**EXERCISE PROMPT**: Make an exact copy of the records, and keep the pictures out of it.

(Extracted data entries)
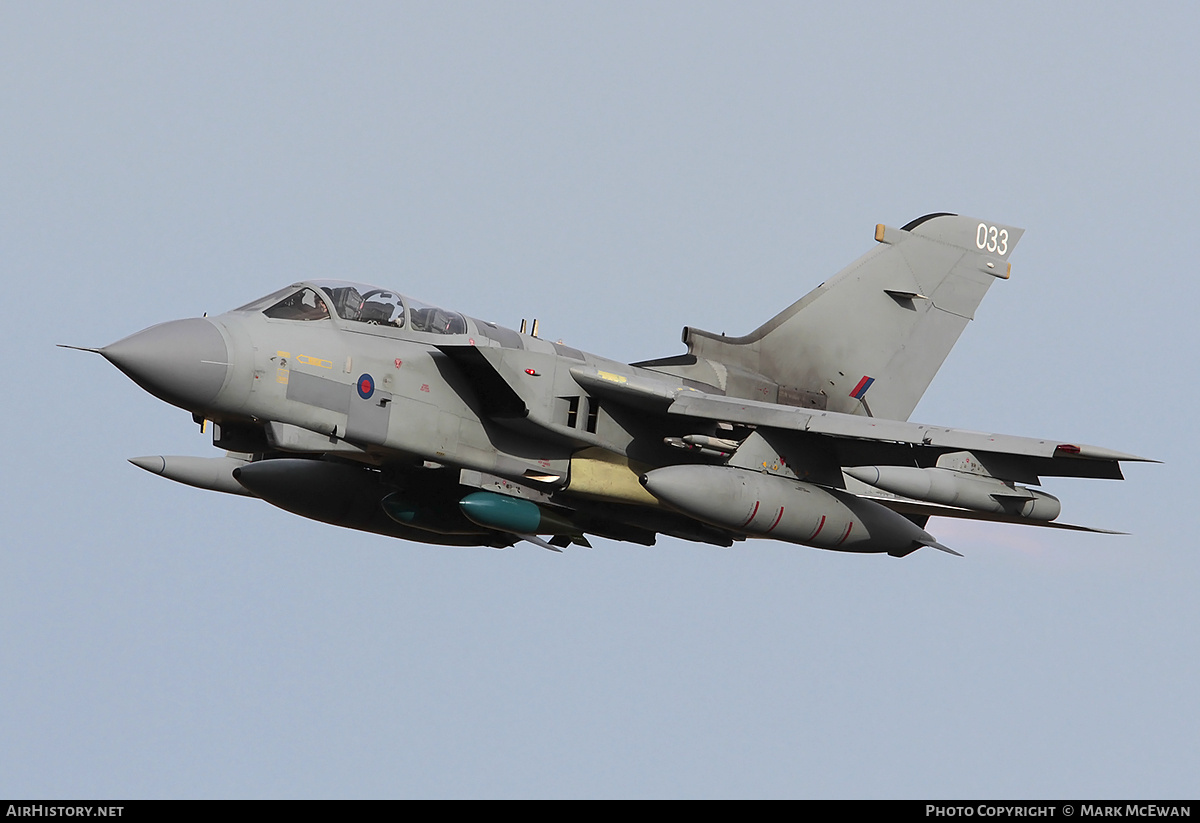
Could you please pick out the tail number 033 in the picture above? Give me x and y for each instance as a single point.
(991, 239)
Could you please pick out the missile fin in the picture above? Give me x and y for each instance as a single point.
(538, 541)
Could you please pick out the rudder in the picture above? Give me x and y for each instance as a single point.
(871, 338)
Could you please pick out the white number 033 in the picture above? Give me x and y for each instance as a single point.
(993, 239)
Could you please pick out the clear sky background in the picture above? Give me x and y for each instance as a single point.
(617, 170)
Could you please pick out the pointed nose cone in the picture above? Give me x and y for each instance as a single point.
(184, 362)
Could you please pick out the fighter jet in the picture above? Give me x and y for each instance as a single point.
(361, 407)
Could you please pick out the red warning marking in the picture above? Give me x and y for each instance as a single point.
(747, 521)
(779, 517)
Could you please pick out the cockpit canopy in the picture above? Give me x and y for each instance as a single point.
(359, 304)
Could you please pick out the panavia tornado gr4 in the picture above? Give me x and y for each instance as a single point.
(360, 407)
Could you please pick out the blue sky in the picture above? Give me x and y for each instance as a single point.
(617, 170)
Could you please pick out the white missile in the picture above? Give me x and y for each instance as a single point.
(211, 473)
(959, 488)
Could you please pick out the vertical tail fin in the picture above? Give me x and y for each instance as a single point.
(871, 338)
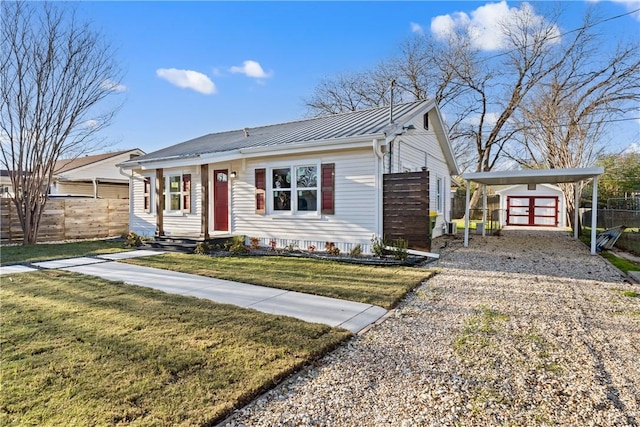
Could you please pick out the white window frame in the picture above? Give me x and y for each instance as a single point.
(167, 194)
(293, 211)
(439, 194)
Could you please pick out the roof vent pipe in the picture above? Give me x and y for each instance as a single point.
(393, 84)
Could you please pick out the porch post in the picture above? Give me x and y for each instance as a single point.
(576, 214)
(466, 215)
(484, 209)
(594, 215)
(204, 200)
(159, 203)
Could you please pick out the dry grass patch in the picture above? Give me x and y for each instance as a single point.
(382, 286)
(46, 251)
(78, 350)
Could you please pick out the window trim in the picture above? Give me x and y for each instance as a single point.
(293, 202)
(184, 194)
(439, 199)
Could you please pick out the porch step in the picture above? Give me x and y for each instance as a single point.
(184, 245)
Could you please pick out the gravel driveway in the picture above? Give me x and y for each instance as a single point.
(522, 329)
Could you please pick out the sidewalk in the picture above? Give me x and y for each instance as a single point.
(353, 316)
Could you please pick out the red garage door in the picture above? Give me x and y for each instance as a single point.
(532, 210)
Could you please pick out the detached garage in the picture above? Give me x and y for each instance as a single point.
(534, 205)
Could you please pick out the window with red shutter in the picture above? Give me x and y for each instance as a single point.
(186, 193)
(261, 187)
(147, 194)
(327, 191)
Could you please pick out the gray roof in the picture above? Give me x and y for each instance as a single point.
(352, 124)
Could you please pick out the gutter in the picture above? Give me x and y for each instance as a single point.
(250, 152)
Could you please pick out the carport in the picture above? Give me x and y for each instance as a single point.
(538, 176)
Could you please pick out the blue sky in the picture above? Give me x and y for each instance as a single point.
(194, 68)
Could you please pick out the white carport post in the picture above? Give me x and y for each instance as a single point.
(576, 203)
(466, 215)
(594, 214)
(484, 209)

**EXERCISE OUTPUT**:
Could you please pick out the tail number 033 in the picture above? Give me x and y for each instance as a single point.
(991, 239)
Could you please pick out the missile fin in the picture above? Give me x and y for each instance as a single point.
(538, 541)
Could you please pick out the rudder in the picture above? Give me x and y for each instance as a single point.
(871, 338)
Could you please pick out the white number 033 in the picture above? Give me x and y for each instance as a single point.
(993, 239)
Could you please pick out the clear sky background in the picture above? Give me x and y for each instance as a single point.
(617, 170)
Could you please pick out the pointed nose cone in the picture above? Give me x and y for each instance as a single point.
(184, 362)
Could you please pick out the fighter jet in the picture above? Give me x and y for each instance as a single point.
(361, 407)
Could you please pick out the red warning marking in the picture above? Give me x and y for each instance as a single point.
(747, 521)
(779, 517)
Could you please pick out the cockpit canopy in the picture above? Give me x and y for each instance as a single point.
(359, 304)
Could you please pick out the panavia tornado gr4 in the picture above? Give me x and y for each instance as a single point.
(360, 407)
Could you please pick out the blue sky in the picture above? Give me x and y for each instance as a single point.
(617, 170)
Could you please pick out the white missile in the picture above? Give me x and y for each instance as a single point.
(211, 473)
(959, 488)
Could you please pick out the vertical tail fin in the picture above? Give me x and y for each instance as a single point.
(871, 338)
Could you please pick out the white window frame in the picture above? Give me x and y for each instance as a single point.
(167, 194)
(293, 211)
(439, 194)
Could you please pick out the roof vent pipe in the picture above? Give me x and y for each instance as a single point.
(393, 84)
Could you please pick out the porch post in the picture above? Give me x and y for each instance as a single point.
(576, 214)
(466, 215)
(484, 209)
(594, 215)
(204, 200)
(159, 203)
Could you please pick out the dry grass patch in the picture above? Give me x and y for each instance as a single point.
(382, 286)
(46, 251)
(78, 350)
Could you please pick out the window trim in the picture above? Give me x and y for each instance as a single point.
(293, 202)
(184, 194)
(439, 199)
Could you please pick out the porch step in the picture above? Give me x and y for each instance as a single point.
(184, 245)
Could you please pick out the gravel driveway in the picture above? Give me x and y for each instance as a single point.
(522, 329)
Could you please pick out the sidewalk in the picture above? Give me x and y for each instance as a single point.
(353, 316)
Could you please pick out the red garage door in the picture above? Give me x and y for each instance as a single point.
(532, 210)
Could you please pick out the detached garage in the picture above? Give me x and y for each instance as a single point.
(534, 205)
Could you please pick out the window with red shutter in the picture above? Give me x and y for each instance as a single point.
(186, 193)
(261, 187)
(147, 194)
(327, 191)
Could you please pick out the gray roof in the picture above? Give me x and y for each instance as a single point.
(352, 124)
Could you please pick out the gutter in the picture above? Give me x and y for each instance as a single point.
(250, 152)
Could you please pick out the carport in the picture above? Give me x and y for each instance as a single point.
(538, 176)
Could you please pick out the blue sky in the picture above? Give me x and y for each instance as a single point.
(194, 68)
Could you please pick out the white carport post in the picture above? Give me x and y for each instance as a single point.
(576, 203)
(466, 215)
(594, 214)
(484, 209)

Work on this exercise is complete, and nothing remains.